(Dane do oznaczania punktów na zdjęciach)
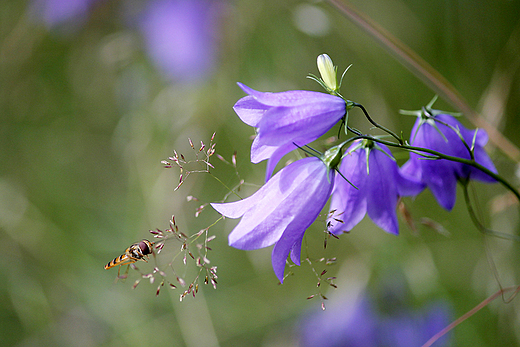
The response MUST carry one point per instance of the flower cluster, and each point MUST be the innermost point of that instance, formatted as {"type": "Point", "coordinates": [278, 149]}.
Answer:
{"type": "Point", "coordinates": [385, 318]}
{"type": "Point", "coordinates": [363, 179]}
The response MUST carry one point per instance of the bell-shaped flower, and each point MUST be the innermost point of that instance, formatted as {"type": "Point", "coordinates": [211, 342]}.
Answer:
{"type": "Point", "coordinates": [438, 133]}
{"type": "Point", "coordinates": [286, 120]}
{"type": "Point", "coordinates": [375, 189]}
{"type": "Point", "coordinates": [281, 211]}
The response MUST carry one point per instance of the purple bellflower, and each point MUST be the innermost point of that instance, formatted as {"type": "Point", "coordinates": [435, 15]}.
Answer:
{"type": "Point", "coordinates": [379, 186]}
{"type": "Point", "coordinates": [181, 37]}
{"type": "Point", "coordinates": [441, 176]}
{"type": "Point", "coordinates": [281, 211]}
{"type": "Point", "coordinates": [286, 120]}
{"type": "Point", "coordinates": [366, 324]}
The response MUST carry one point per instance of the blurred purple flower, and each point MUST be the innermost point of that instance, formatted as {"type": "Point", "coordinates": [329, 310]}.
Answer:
{"type": "Point", "coordinates": [181, 37]}
{"type": "Point", "coordinates": [281, 211]}
{"type": "Point", "coordinates": [363, 324]}
{"type": "Point", "coordinates": [286, 120]}
{"type": "Point", "coordinates": [441, 176]}
{"type": "Point", "coordinates": [378, 189]}
{"type": "Point", "coordinates": [57, 12]}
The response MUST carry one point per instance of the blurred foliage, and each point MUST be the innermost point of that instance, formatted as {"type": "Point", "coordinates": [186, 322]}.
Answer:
{"type": "Point", "coordinates": [86, 119]}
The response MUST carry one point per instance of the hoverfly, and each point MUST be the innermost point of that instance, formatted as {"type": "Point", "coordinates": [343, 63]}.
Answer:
{"type": "Point", "coordinates": [137, 251]}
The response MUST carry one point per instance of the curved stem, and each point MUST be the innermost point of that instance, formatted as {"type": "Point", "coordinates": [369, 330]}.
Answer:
{"type": "Point", "coordinates": [355, 104]}
{"type": "Point", "coordinates": [438, 155]}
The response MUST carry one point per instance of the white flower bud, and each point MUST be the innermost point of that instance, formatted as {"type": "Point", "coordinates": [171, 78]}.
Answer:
{"type": "Point", "coordinates": [327, 71]}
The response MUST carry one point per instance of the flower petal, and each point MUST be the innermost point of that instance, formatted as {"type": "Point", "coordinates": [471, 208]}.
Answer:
{"type": "Point", "coordinates": [349, 203]}
{"type": "Point", "coordinates": [249, 110]}
{"type": "Point", "coordinates": [382, 192]}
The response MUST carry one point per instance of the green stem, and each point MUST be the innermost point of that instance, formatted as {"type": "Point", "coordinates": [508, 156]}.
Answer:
{"type": "Point", "coordinates": [439, 155]}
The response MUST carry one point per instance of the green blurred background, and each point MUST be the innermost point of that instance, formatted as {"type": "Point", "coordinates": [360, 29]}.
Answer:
{"type": "Point", "coordinates": [86, 118]}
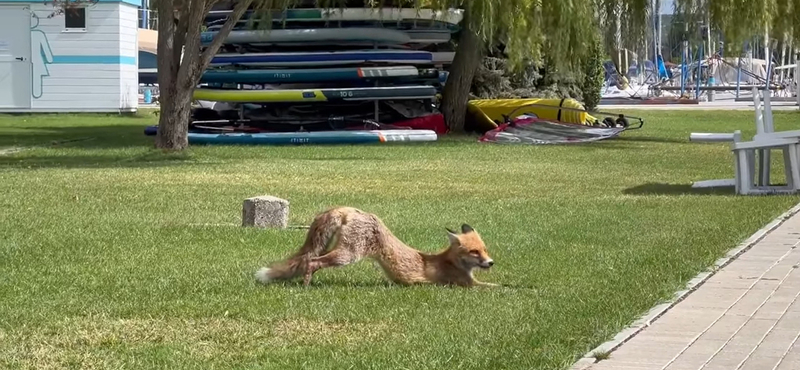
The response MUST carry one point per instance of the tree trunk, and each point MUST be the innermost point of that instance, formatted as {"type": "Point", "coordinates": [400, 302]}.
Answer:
{"type": "Point", "coordinates": [173, 123]}
{"type": "Point", "coordinates": [456, 90]}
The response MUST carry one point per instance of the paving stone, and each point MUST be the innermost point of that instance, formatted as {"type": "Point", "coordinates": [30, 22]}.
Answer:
{"type": "Point", "coordinates": [747, 314]}
{"type": "Point", "coordinates": [792, 359]}
{"type": "Point", "coordinates": [712, 297]}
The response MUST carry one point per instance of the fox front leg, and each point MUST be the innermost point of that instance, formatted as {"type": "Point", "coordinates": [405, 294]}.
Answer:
{"type": "Point", "coordinates": [480, 283]}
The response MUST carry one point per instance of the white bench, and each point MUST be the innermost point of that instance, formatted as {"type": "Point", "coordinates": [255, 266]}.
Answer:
{"type": "Point", "coordinates": [744, 163]}
{"type": "Point", "coordinates": [706, 137]}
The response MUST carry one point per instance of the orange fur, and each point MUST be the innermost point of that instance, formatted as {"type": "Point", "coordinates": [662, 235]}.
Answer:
{"type": "Point", "coordinates": [345, 235]}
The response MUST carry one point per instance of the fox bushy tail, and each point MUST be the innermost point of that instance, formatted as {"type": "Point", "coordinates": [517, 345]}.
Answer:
{"type": "Point", "coordinates": [316, 244]}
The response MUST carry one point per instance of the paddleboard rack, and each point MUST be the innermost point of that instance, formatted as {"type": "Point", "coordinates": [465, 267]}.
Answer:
{"type": "Point", "coordinates": [621, 119]}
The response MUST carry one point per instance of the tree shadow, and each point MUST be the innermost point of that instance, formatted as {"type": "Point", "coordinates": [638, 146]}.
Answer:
{"type": "Point", "coordinates": [86, 137]}
{"type": "Point", "coordinates": [150, 159]}
{"type": "Point", "coordinates": [677, 189]}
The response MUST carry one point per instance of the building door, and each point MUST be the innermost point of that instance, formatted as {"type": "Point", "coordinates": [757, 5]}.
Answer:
{"type": "Point", "coordinates": [15, 57]}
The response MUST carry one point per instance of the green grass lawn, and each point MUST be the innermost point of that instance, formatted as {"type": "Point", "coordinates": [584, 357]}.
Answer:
{"type": "Point", "coordinates": [114, 255]}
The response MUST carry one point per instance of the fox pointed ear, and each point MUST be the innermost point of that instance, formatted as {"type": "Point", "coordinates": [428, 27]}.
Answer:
{"type": "Point", "coordinates": [451, 235]}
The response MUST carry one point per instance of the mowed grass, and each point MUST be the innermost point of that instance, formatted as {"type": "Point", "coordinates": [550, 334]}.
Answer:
{"type": "Point", "coordinates": [113, 255]}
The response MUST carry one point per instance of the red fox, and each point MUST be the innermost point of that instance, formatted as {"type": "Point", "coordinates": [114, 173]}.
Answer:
{"type": "Point", "coordinates": [345, 235]}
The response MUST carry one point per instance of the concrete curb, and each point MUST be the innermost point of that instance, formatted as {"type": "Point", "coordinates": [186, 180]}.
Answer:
{"type": "Point", "coordinates": [637, 326]}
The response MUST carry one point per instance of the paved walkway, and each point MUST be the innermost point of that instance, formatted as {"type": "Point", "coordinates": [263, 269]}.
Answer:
{"type": "Point", "coordinates": [745, 316]}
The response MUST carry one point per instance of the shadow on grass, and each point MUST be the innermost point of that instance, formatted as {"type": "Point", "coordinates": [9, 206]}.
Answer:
{"type": "Point", "coordinates": [88, 137]}
{"type": "Point", "coordinates": [676, 189]}
{"type": "Point", "coordinates": [652, 139]}
{"type": "Point", "coordinates": [147, 160]}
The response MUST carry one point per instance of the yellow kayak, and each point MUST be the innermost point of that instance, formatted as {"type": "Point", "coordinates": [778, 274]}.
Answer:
{"type": "Point", "coordinates": [486, 112]}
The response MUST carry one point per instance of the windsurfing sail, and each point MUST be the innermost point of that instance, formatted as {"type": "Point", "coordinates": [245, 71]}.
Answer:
{"type": "Point", "coordinates": [529, 129]}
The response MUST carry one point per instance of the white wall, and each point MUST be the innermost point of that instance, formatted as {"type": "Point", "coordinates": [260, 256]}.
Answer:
{"type": "Point", "coordinates": [90, 71]}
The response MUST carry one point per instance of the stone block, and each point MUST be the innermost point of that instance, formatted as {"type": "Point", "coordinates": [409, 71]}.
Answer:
{"type": "Point", "coordinates": [265, 212]}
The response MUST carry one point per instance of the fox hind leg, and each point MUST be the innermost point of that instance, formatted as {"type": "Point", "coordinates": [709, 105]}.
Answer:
{"type": "Point", "coordinates": [335, 258]}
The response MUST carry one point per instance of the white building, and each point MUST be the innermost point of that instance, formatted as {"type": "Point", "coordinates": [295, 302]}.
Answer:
{"type": "Point", "coordinates": [79, 61]}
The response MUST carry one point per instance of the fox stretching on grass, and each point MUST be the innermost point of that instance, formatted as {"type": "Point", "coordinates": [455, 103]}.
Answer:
{"type": "Point", "coordinates": [344, 235]}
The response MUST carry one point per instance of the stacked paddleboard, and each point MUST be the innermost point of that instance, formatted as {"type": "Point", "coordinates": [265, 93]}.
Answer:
{"type": "Point", "coordinates": [325, 70]}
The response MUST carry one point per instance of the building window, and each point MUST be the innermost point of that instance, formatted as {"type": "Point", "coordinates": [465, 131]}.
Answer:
{"type": "Point", "coordinates": [75, 19]}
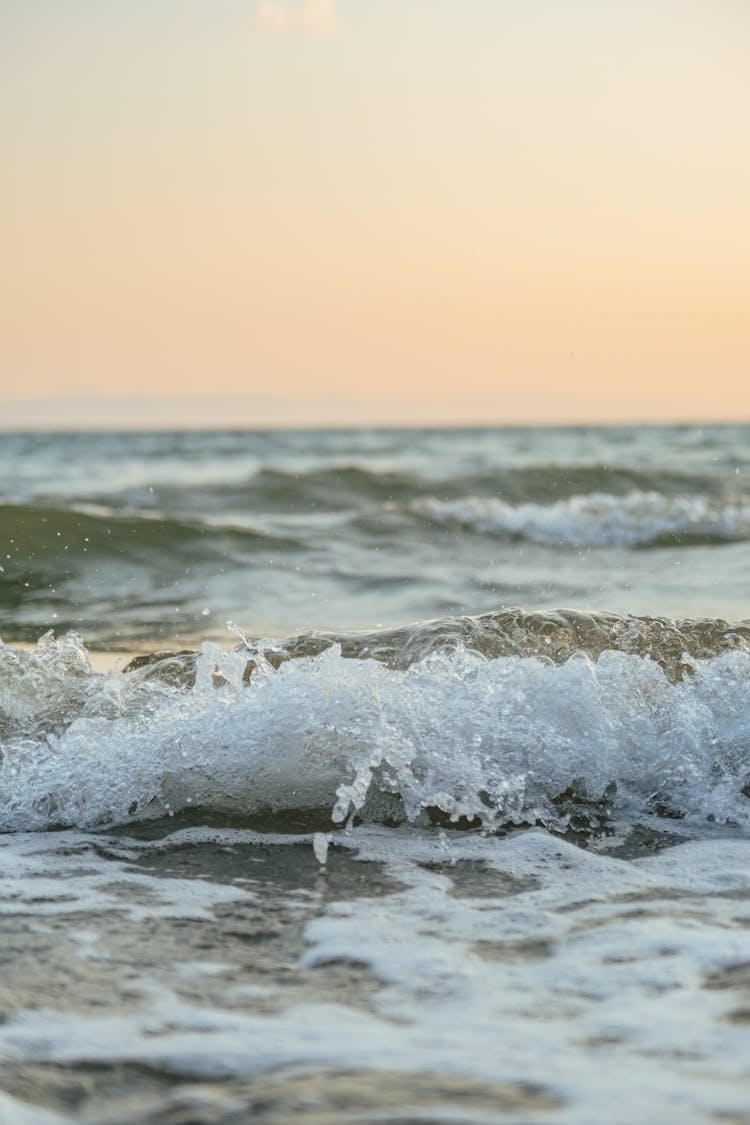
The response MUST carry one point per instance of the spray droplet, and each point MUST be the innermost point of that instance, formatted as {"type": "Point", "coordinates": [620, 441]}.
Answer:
{"type": "Point", "coordinates": [321, 842]}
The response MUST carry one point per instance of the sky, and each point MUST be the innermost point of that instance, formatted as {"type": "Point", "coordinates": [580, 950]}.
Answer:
{"type": "Point", "coordinates": [315, 212]}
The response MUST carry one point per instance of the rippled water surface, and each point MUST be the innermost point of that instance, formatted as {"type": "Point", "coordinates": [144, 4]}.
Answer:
{"type": "Point", "coordinates": [418, 791]}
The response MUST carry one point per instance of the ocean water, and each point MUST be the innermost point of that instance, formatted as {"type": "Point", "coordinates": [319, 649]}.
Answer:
{"type": "Point", "coordinates": [414, 784]}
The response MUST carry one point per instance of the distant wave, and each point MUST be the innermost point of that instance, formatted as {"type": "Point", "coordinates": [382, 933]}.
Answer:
{"type": "Point", "coordinates": [638, 519]}
{"type": "Point", "coordinates": [604, 720]}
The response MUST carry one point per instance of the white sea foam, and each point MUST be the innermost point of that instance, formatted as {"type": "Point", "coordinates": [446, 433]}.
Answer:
{"type": "Point", "coordinates": [496, 739]}
{"type": "Point", "coordinates": [604, 983]}
{"type": "Point", "coordinates": [597, 519]}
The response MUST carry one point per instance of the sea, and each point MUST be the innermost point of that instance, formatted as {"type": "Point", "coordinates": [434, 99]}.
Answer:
{"type": "Point", "coordinates": [376, 776]}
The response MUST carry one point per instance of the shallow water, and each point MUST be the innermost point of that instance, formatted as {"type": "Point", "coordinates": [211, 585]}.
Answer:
{"type": "Point", "coordinates": [406, 840]}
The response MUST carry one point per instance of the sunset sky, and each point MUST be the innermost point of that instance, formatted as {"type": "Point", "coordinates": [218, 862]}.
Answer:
{"type": "Point", "coordinates": [375, 210]}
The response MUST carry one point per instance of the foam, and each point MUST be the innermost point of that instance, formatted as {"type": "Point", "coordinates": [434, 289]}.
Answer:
{"type": "Point", "coordinates": [597, 519]}
{"type": "Point", "coordinates": [507, 739]}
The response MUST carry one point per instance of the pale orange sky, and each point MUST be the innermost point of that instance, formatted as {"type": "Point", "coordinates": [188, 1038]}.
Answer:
{"type": "Point", "coordinates": [377, 209]}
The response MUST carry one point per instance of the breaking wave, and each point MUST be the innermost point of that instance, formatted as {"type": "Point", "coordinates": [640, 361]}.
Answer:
{"type": "Point", "coordinates": [638, 519]}
{"type": "Point", "coordinates": [512, 718]}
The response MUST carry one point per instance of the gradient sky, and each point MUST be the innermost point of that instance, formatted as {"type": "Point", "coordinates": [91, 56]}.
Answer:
{"type": "Point", "coordinates": [377, 209]}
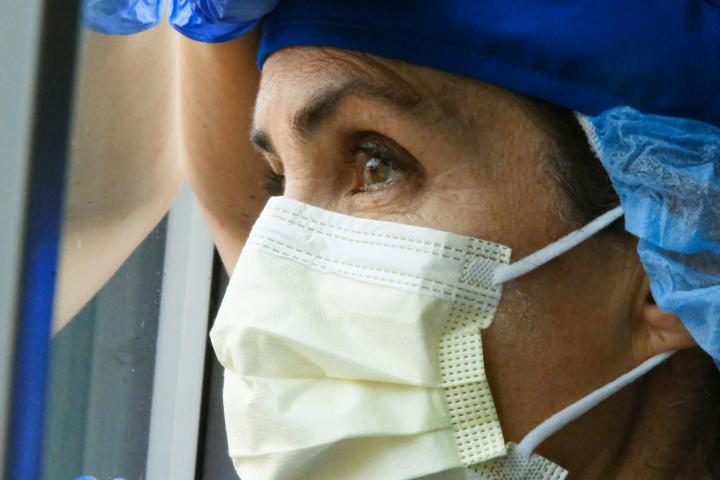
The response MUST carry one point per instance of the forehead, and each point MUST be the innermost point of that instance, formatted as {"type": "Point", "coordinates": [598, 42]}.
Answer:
{"type": "Point", "coordinates": [293, 75]}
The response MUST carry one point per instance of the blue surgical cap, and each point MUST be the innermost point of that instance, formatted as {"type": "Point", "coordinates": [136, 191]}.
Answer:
{"type": "Point", "coordinates": [666, 171]}
{"type": "Point", "coordinates": [660, 56]}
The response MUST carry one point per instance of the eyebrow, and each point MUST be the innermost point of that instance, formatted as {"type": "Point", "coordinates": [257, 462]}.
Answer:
{"type": "Point", "coordinates": [322, 106]}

- **Polecenie**: Przepisz wiersze od tego, który zawiera „The response MUST carry one point per instance of the blue”, aż do ostatniego wiersza włącznie, zmieniając „eyebrow” na „eyelash”. Pozostałą treść pozostaw bez modyfikacji.

- **Rozwiązanie zadania**:
The response MUST carry one point per instance of the blue surgical cap, and each point MUST be the innermost point of that instance, formatted as {"type": "Point", "coordinates": [136, 191]}.
Answer:
{"type": "Point", "coordinates": [666, 171]}
{"type": "Point", "coordinates": [660, 56]}
The response MUST carry one point per instance of the eyelash, and each point MUST be the innermost point of that instance, formatted as {"type": "Point", "coordinates": [257, 462]}.
Answer:
{"type": "Point", "coordinates": [322, 106]}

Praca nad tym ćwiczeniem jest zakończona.